* **DATA PROVIDED**

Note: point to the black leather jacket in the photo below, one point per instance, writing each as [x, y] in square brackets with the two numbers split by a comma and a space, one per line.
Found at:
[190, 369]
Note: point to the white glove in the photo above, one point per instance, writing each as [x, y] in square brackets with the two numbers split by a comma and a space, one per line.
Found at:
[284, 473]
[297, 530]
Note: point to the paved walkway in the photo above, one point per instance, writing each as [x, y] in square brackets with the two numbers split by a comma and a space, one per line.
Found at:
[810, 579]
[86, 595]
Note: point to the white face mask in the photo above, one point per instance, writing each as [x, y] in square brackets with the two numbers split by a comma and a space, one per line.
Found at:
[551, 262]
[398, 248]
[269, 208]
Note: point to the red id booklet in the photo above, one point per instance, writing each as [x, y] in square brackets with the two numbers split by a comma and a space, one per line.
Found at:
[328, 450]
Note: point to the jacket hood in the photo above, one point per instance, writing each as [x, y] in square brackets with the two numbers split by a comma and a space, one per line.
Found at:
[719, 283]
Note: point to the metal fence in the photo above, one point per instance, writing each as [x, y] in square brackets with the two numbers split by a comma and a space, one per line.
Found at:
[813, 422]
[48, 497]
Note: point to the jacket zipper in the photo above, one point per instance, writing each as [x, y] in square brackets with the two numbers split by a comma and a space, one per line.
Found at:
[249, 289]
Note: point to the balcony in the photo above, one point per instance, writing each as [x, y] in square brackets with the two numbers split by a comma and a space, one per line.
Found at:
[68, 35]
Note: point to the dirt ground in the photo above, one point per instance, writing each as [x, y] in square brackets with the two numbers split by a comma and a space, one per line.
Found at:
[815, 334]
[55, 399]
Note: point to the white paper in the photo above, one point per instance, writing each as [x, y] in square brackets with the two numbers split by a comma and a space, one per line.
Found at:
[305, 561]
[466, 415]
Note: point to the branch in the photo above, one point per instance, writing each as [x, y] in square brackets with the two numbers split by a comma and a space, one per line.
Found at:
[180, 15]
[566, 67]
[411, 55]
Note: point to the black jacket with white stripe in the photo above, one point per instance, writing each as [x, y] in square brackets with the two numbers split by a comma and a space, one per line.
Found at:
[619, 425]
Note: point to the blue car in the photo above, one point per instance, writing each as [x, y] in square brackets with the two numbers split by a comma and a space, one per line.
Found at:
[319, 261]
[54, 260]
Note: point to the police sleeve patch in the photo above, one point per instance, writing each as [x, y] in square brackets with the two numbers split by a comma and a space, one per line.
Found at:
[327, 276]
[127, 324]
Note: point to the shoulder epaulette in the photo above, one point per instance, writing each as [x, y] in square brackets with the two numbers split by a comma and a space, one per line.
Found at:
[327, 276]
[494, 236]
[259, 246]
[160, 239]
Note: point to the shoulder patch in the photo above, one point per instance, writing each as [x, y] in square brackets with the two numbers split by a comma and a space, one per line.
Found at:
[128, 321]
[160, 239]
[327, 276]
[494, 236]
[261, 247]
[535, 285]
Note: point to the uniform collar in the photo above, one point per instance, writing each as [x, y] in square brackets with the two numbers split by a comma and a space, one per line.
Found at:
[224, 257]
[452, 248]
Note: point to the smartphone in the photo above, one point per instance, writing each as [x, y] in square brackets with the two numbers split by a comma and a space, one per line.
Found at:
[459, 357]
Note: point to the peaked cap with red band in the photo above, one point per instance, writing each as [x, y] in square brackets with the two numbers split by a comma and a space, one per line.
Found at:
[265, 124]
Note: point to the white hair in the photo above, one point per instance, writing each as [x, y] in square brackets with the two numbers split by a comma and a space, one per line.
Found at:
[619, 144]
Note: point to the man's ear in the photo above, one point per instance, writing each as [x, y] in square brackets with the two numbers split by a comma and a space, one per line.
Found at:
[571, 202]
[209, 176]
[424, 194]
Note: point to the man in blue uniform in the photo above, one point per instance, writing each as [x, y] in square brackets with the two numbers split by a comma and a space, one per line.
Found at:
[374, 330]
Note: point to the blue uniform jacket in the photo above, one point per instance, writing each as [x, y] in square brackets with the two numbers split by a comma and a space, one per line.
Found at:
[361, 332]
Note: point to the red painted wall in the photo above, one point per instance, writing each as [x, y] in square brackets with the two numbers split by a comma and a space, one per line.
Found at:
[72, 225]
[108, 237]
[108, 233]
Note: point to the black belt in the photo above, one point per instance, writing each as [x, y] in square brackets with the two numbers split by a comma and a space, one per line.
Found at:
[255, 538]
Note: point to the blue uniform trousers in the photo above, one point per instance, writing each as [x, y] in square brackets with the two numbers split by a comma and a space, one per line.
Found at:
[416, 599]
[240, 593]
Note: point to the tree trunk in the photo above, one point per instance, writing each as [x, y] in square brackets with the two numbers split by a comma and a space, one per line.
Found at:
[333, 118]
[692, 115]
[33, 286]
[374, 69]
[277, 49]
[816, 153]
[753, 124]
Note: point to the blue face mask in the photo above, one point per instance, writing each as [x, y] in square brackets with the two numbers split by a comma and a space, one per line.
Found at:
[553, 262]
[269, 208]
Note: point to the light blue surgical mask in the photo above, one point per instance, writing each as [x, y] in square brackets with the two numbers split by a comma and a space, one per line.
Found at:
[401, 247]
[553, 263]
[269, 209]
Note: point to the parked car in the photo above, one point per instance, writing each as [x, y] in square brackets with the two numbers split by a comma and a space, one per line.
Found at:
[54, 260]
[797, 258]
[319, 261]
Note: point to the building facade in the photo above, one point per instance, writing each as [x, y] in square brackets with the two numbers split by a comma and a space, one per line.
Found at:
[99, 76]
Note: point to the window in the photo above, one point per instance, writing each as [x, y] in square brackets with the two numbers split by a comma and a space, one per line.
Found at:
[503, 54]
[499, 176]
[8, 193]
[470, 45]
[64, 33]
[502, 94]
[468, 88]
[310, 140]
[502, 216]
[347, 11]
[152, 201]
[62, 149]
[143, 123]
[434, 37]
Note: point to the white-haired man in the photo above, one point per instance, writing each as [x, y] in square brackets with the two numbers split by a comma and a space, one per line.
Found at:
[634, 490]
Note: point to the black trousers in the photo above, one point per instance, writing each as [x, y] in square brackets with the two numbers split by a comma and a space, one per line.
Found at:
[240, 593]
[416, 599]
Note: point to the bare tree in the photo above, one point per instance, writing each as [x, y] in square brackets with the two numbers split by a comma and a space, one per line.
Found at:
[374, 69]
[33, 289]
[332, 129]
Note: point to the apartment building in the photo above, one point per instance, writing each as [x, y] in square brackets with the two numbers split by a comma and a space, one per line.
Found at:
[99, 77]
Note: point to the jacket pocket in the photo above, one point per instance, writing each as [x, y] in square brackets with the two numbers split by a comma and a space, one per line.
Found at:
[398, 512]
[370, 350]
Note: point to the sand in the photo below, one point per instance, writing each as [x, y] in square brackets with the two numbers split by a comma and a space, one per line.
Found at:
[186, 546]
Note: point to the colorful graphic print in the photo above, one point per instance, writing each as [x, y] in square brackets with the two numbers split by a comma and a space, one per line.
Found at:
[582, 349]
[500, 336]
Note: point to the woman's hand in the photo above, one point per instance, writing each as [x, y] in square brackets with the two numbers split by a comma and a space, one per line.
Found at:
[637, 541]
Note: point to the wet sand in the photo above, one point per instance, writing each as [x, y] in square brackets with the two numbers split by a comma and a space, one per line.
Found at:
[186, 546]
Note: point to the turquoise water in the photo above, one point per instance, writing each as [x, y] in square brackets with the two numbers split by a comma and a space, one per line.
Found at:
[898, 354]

* **THE PROBLEM**
Produce an exact repeat of the lines from the one containing "Note: point to the jacket pocket" through the last line of the data, and nothing more.

* **RESPONSE TO THIS TASK**
Note: point to the jacket pocket in the photo above, one point per instance, writing each as [x, y] in square brackets with the two numbers split by a comma and a space, one per line.
Found at:
[398, 512]
[370, 350]
Note: point to the sand in the photo below, one point per instance, writing each as [x, y] in square brackets with the two numbers split by a comma and a space, one per line.
Found at:
[186, 546]
Note: point to the colorful graphic print in the photo above, one point per instance, writing each as [x, y] in square brackets with the two numbers split by a comma and a space, one per line.
Found at:
[582, 349]
[500, 336]
Note: point to the woman's hand in the photo above, one point per instance, writing each as [x, y] in square brackets with the two numbers split by a comma and a space, one per line.
Found at:
[637, 541]
Note: point to the wet sand in the photo above, one point per instance, writing each as [x, y] in square brackets with the two numbers split by a comma and a space, one per line.
Found at:
[186, 546]
Note: point to the turquoise water in the photo above, one point per instance, writing each as [x, y] in square brackets with the two numbers split by a comma and a space, one per line.
Found at:
[898, 354]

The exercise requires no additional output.